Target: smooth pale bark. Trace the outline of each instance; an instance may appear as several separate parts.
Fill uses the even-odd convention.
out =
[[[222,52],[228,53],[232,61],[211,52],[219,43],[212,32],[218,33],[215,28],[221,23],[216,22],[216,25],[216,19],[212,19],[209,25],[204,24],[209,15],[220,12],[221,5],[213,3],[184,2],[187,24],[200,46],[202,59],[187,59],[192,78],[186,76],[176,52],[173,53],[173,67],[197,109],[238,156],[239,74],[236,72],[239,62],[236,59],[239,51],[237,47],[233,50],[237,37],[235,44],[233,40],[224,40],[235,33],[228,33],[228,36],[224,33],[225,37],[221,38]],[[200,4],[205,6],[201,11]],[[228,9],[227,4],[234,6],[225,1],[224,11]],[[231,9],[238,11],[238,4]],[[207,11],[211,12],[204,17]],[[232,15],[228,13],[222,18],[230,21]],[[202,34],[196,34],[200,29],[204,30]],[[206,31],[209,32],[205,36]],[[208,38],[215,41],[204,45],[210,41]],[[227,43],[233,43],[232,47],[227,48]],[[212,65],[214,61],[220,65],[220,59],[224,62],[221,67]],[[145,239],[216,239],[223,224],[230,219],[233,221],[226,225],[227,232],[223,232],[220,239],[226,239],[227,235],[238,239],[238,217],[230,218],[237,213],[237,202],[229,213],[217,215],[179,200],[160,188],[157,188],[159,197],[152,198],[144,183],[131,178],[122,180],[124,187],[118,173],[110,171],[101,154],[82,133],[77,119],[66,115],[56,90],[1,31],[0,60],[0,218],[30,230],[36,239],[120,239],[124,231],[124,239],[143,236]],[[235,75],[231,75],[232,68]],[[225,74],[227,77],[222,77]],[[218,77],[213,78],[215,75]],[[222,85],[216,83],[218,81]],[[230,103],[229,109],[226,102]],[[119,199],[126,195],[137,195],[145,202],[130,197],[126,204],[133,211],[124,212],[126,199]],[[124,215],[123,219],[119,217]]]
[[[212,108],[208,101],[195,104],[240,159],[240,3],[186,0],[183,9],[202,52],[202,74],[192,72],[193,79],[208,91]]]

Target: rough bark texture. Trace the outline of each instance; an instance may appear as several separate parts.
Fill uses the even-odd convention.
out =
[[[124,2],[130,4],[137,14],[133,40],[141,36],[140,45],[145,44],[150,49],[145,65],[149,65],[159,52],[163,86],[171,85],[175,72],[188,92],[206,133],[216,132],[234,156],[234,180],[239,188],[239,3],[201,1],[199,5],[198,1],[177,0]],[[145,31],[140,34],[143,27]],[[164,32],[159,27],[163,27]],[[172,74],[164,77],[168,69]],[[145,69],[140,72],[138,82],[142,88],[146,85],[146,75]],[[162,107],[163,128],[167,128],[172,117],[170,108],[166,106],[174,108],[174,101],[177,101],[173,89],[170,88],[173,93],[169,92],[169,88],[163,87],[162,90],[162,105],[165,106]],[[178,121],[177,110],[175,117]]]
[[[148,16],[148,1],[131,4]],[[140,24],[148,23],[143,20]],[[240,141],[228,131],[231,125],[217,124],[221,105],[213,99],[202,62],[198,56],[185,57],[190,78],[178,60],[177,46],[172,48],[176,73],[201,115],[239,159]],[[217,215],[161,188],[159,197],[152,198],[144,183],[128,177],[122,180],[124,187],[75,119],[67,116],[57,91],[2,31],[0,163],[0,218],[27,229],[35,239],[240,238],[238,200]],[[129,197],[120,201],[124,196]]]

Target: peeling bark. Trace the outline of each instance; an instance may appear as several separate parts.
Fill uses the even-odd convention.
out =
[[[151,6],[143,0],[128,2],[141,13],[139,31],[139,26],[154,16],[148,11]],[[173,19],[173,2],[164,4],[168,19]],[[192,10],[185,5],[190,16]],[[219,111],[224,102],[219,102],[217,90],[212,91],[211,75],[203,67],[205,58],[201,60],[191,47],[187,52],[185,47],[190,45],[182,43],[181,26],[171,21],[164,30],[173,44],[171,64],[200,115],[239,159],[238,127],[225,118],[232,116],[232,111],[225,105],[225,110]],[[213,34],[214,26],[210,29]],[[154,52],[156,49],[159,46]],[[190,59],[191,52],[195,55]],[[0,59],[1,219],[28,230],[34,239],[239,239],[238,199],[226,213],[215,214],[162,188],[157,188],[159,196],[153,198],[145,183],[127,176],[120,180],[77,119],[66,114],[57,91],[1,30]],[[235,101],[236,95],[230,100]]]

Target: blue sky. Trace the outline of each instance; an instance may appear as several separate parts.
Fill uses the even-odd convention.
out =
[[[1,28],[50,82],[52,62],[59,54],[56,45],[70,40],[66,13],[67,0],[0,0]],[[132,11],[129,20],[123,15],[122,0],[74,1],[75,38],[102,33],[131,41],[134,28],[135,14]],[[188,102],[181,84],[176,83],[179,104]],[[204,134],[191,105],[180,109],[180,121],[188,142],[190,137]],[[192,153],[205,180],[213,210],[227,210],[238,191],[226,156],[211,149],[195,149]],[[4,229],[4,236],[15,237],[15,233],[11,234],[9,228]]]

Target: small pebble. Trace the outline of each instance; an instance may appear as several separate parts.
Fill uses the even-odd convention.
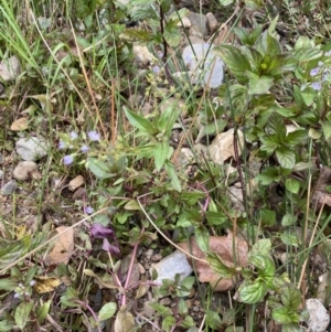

What is expected |
From the lines above, copy every one that contains the string "bark".

Answer for the task |
Target: smooth pale bark. Trace the outline of each instance; an instance may appear as several separate parts.
Target: rough bark texture. Trace the outline of each instance; an instance may appear as several separate parts.
Target: peeling bark. Trace the outline of each instance; an instance may appear as several separate parts.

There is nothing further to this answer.